* [CONSIGNA A]:
Responde estas preguntas sobre el fragmento acerca de la izquierda latinoamericana del siglo XX que aparece más abajo:
(i) ¿En la reforma de qué sistema puso énfasis esa izquierda?
(ii) ¿Cómo se califica el latifundio cuya eliminación figura entre las propuestas de transformación?
(iii) ¿Entre qué posiciones se diferenciaron las propuestas en torno al núcleo de ideas básicas?

* [FRAGMENTO DE TEXTO]:
══════

Si se acuerda al término un significado amplio que incluye a algunas organizaciones que habrían rechazado ser incluidas en la categoría, y por encima de sus múltiples variaciones, la izquierda latinoamericana del siglo XX puso énfasis en la reforma del sistema político con el objetivo de extender la participación de grupos sociales hasta entonces excluidos de ella y de ampliar la eficacia reformadora de la política hacia cuestiones vinculadas con las relaciones de producción y los criterios de distribución. Las propuestas de transformación incluyeron el cuestionamiento de la organización social de la producción (desde la eliminación del latifundio “semifeudal”, la promoción de modalidades de mutualismo y cooperatrivismo o la configuración de variantes de economía mixta, hasta  la abolición de la propiedad capitalista de los medios de producción), la ampliación de los alcances institucionales de organización e involucramiento político y social de los trabajadores y otros sectores populares, la secularización de la cultura y una inserción con mayores grados de autonomía en el sistema internacional de poder. En torno a este núcleo de ideas básicas se diferenciaron posiciones más o menos radicales y más o menos “reformistas”, con mayor articulación a corrientes y organizaciones internacionales o con mayor gravitación de ingredientes domésticos, así como  propuestas institucionales y metodológicas variadas.

══════

* [MATERIALES DEL EJERCICIO]:
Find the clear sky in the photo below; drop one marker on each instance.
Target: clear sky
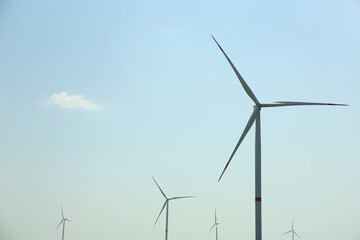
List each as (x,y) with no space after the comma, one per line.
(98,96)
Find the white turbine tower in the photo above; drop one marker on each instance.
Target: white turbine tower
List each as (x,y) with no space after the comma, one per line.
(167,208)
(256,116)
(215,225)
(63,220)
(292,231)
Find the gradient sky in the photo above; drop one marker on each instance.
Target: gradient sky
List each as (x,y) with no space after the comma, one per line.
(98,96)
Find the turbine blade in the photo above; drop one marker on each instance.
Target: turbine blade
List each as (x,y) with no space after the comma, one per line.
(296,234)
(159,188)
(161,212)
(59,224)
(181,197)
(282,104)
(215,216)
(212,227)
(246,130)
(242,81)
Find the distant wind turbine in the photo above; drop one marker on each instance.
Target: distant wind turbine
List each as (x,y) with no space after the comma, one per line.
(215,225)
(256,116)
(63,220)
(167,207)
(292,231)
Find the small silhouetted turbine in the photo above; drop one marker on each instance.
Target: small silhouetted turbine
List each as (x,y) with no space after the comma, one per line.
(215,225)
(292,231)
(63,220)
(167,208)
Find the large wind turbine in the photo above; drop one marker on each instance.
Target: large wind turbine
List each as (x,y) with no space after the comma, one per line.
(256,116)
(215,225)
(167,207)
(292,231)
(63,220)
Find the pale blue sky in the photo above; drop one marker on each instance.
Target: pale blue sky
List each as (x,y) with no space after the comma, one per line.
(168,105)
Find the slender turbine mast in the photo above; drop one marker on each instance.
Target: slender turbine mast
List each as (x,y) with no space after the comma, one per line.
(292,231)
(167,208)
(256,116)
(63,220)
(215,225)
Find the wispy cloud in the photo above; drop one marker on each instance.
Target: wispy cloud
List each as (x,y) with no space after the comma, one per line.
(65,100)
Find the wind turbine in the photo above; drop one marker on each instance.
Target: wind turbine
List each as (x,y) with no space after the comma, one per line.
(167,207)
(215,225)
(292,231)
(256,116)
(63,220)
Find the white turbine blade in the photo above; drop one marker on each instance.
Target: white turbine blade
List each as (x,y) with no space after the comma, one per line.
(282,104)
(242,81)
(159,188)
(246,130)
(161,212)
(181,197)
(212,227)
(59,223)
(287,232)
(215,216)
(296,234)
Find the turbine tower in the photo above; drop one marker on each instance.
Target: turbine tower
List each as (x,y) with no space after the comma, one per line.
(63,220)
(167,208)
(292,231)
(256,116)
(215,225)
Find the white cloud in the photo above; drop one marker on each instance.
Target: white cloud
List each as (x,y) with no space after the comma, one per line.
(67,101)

══════

* [CONSIGNA B]:
Presenta como una lista JSON de cadenas, con una cadena por línea y sin las líneas en blanco, las líneas del listado desde la que contiene "Find the white cloud" hasta el final del listado, ambas incluidas.

* [RESPUESTA COMPLETA A]:
(i) En la reforma del sistema político.
(ii) Como “semifeudal”.
(iii) Entre posiciones más o menos radicales y más o menos “reformistas”.

* [RESPUESTA COMPLETA B]:
[
  "Find the white cloud in the photo above; drop one marker on each instance.",
  "Target: white cloud",
  "List each as (x,y) with no space after the comma, one per line.",
  "(67,101)"
]